* [What to produce]: Pick out each line below that contains the word "cockpit", and copy those lines.

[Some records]
=-=-=-=-=

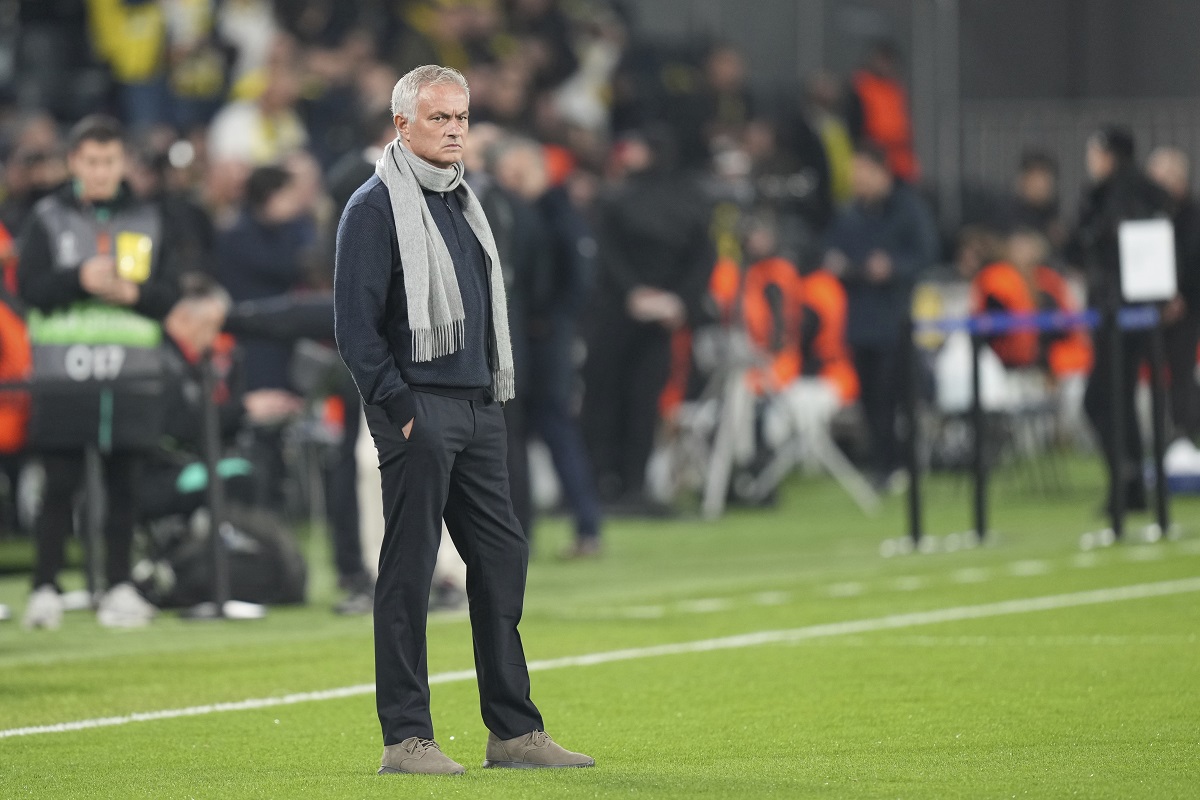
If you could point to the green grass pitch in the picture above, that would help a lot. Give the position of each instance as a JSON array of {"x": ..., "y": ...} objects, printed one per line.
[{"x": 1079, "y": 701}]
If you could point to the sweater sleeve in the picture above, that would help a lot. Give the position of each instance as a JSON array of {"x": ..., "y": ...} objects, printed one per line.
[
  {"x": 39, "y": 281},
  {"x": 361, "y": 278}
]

=-=-=-=-=

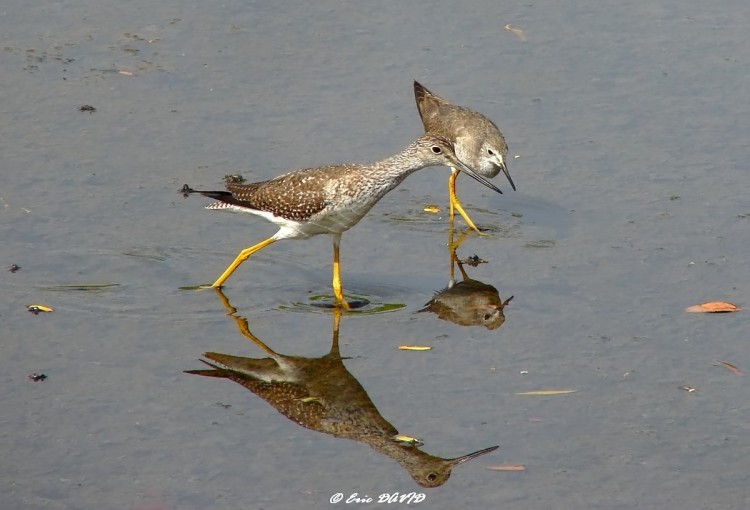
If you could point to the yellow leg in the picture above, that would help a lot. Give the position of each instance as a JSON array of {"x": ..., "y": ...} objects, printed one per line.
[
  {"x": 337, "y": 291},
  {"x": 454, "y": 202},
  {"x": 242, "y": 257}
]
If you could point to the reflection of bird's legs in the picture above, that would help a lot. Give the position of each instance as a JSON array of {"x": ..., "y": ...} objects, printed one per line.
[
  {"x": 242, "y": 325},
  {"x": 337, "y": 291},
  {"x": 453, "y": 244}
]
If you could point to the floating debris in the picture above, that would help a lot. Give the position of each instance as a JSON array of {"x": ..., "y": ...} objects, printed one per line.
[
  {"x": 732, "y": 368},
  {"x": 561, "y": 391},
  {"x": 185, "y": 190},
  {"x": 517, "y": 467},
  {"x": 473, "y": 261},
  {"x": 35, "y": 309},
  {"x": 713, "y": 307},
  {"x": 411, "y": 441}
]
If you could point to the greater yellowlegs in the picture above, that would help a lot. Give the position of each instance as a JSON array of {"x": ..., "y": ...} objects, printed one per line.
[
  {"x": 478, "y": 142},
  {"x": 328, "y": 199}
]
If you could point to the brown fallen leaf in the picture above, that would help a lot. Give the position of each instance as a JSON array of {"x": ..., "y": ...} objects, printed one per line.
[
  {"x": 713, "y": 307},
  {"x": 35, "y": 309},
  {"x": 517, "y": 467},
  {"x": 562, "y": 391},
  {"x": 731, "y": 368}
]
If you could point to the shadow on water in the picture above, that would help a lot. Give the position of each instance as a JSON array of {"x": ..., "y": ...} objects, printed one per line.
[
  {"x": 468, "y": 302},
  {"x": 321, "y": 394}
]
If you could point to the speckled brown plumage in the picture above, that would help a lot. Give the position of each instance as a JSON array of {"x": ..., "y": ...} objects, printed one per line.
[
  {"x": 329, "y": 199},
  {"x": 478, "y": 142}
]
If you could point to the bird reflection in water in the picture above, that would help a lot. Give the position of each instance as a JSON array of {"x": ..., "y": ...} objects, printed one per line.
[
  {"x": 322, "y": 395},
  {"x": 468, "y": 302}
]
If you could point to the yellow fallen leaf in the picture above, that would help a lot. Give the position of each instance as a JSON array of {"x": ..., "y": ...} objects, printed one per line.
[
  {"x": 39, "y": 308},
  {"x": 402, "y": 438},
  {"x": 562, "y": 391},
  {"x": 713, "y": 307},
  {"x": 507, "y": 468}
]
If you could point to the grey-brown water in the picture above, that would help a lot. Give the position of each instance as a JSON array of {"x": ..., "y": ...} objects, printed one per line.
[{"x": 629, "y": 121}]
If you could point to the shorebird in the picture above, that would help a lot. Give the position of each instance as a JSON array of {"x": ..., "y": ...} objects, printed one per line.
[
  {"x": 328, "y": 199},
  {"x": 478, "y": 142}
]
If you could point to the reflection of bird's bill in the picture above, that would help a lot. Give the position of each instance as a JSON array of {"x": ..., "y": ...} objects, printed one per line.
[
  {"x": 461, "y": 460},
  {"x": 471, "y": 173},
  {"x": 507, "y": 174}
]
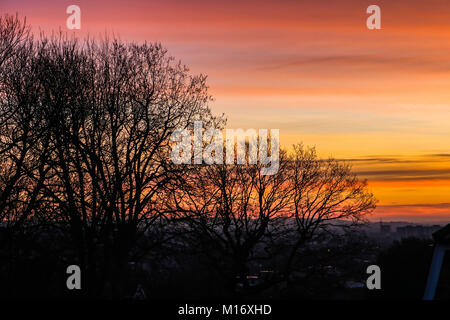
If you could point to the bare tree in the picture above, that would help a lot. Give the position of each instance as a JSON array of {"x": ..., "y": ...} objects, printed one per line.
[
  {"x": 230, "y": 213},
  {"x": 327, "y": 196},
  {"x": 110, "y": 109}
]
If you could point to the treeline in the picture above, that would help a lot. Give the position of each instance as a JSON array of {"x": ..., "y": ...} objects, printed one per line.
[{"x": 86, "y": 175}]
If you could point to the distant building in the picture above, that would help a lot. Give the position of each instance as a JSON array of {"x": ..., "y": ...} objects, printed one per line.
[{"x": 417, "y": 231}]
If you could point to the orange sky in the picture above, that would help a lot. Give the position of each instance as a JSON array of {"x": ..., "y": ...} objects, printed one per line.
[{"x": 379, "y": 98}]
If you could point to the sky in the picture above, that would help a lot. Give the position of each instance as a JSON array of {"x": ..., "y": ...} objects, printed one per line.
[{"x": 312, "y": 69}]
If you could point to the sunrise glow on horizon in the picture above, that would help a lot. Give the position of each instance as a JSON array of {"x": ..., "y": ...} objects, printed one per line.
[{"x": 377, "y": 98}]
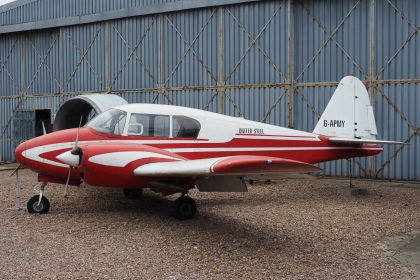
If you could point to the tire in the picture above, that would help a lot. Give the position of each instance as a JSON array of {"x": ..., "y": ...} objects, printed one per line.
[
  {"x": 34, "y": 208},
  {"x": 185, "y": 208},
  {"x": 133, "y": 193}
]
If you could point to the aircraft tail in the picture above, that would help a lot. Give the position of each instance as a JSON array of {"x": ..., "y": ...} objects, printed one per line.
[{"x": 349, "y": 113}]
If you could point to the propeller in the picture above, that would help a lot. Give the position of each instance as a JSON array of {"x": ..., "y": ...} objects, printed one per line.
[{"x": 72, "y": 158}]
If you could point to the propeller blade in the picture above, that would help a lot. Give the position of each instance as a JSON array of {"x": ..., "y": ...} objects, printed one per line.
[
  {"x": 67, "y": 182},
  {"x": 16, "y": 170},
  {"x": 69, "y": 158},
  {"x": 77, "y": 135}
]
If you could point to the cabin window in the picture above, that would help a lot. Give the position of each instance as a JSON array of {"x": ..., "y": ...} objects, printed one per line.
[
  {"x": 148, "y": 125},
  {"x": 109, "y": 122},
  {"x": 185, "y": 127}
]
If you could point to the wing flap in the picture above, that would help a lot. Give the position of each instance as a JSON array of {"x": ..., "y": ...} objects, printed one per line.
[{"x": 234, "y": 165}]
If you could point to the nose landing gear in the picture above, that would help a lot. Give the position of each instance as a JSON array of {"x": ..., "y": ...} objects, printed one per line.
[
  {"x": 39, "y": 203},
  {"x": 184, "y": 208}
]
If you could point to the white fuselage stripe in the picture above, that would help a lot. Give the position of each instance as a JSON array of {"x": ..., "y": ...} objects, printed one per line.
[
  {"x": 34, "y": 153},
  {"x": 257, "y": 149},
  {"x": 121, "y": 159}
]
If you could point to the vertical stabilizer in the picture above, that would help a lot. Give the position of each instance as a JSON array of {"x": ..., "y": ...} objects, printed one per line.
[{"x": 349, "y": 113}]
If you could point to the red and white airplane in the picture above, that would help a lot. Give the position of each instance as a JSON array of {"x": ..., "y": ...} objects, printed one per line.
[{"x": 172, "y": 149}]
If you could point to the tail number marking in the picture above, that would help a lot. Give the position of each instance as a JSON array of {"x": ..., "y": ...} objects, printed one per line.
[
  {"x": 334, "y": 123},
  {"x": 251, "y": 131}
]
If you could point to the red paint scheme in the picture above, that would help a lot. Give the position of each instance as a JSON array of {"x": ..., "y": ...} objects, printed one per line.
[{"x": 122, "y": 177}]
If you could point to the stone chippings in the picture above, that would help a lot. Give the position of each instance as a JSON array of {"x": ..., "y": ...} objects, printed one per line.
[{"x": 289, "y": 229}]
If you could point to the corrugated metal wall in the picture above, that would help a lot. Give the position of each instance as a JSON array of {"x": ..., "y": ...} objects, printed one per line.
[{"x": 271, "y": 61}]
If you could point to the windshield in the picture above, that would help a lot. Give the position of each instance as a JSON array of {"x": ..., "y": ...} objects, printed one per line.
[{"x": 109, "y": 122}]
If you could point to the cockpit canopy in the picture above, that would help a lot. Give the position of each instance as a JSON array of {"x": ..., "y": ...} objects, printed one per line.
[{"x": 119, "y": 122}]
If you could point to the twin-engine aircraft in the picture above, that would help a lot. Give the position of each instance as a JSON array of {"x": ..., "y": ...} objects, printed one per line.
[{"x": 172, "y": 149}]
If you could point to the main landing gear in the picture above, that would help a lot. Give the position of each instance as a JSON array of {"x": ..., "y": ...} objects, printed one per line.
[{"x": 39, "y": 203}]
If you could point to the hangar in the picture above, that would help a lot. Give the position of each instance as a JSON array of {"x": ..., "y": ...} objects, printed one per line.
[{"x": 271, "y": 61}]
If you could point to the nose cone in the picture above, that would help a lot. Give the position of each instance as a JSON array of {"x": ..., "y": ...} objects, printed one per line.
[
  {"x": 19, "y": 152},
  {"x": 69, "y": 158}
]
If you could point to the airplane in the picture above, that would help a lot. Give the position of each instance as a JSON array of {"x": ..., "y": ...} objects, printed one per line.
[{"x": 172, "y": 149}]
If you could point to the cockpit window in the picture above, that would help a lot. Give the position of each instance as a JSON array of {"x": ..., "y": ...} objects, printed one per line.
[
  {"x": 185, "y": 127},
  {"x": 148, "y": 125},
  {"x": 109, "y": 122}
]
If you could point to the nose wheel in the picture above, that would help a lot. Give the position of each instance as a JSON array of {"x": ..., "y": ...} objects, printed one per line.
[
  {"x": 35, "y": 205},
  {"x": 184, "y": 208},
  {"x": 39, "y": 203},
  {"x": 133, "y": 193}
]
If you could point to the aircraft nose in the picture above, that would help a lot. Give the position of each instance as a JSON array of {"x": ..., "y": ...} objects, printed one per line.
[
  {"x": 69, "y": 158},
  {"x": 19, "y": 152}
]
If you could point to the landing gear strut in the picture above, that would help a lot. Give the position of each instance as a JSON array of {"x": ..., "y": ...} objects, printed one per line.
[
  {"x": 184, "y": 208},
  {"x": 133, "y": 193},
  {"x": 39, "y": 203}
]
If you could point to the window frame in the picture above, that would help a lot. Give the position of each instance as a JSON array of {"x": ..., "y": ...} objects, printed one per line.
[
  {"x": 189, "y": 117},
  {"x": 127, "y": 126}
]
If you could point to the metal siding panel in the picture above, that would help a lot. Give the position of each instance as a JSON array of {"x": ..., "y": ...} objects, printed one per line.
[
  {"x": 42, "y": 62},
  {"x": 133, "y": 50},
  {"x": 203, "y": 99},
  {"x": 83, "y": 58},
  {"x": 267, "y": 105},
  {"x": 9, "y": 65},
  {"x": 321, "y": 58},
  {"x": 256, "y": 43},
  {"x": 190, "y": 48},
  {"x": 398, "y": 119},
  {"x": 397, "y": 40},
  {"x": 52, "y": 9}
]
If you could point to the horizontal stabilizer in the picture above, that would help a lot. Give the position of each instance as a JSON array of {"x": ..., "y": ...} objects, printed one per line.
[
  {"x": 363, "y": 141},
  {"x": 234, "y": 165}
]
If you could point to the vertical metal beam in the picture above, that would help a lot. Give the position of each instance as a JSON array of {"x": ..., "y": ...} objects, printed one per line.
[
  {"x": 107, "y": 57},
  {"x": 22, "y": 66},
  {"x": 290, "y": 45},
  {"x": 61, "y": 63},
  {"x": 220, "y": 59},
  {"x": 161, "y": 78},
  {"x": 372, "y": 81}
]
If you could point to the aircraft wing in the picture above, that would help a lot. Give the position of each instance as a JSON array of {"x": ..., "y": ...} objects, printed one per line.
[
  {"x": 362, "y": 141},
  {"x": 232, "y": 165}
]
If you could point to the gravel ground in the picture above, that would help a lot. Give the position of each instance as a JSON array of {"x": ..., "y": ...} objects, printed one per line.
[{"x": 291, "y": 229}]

=-=-=-=-=

* [Problem solution]:
If you could point to the cockpit canopy in the picture above, that would help a lot. Give the position of each instance as a JSON array of {"x": ..., "y": ...} objects, printed one per line.
If you could point to the cockpit window in the picture above, that would help a lot. Give the position of each instance as a JSON array of {"x": ..., "y": ...} objects, printed one per line.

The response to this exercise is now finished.